*** Block opens ***

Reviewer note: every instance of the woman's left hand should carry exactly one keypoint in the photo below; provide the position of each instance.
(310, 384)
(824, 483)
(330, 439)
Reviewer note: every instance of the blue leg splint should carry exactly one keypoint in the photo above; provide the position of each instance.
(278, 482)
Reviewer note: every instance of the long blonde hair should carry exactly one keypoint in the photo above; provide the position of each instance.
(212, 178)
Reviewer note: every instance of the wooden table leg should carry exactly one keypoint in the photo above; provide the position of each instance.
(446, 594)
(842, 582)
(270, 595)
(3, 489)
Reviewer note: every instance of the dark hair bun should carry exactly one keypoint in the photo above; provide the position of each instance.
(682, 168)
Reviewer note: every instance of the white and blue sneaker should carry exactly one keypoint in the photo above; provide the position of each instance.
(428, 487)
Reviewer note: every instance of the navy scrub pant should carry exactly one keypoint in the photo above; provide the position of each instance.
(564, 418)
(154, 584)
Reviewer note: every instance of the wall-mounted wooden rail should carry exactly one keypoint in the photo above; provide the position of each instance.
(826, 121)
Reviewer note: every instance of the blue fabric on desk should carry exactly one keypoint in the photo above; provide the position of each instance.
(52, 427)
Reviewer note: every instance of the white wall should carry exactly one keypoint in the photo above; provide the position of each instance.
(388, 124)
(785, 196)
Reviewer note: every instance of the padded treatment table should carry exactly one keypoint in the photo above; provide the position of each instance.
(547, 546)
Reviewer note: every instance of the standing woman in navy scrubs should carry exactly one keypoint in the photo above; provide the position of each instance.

*** Block closes ***

#### Instructions for the task:
Copy out the data exactly, keeping each line whole.

#### Answer section:
Reviewer note: every instance of the woman's left hand should carry exactly one keypoint in the photo below; provide the position of each instance.
(310, 384)
(824, 483)
(330, 439)
Reviewer note: every instance of the blue leg splint should carry exactly one keypoint in the photo above; provide the position of each instance.
(278, 482)
Reviewer note: every instance of the long blonde hair should carry exactly one keypoint in the photo above; provide the position of each instance.
(212, 178)
Reviewer note: every instance of the wooden table leg should carry exactly one keypoint in the photo above; provide the position of each instance.
(446, 594)
(842, 582)
(270, 595)
(3, 489)
Reviewer note: every instance of the dark hair bun should carry exactly one keypoint in the photo above; provide the position of each instance.
(682, 168)
Reviewer note: every instance of the white and blue sneaker should carry exactly one keypoint in the photo above; provide the position of each instance.
(428, 487)
Reviewer note: every instance of the navy scrub pant should carry exactly one keypoint in the photo above; provide the position of each instance.
(564, 418)
(154, 584)
Reviewer note: every instance of the wall-mounted wooden rail should carry exactly one keypoint in the photo above; provide the position of each instance.
(826, 121)
Reviewer note: every instance of the blue fabric on desk should carry exactly one keypoint in the photo above; provide the position of each instance.
(52, 427)
Reviewer note: every instance of the white wall should carry exactly one keypoint in the photo above; provide the position of each instance.
(388, 124)
(785, 196)
Reviewer note: every instance of the padded treatment table should carry exactly one keypoint in the photo above; provide the position of each instance.
(547, 546)
Reviewer note: every instance of the standing woman in navy scrubs should carry exactly one keypoint in the photo above; provide the position of each instance.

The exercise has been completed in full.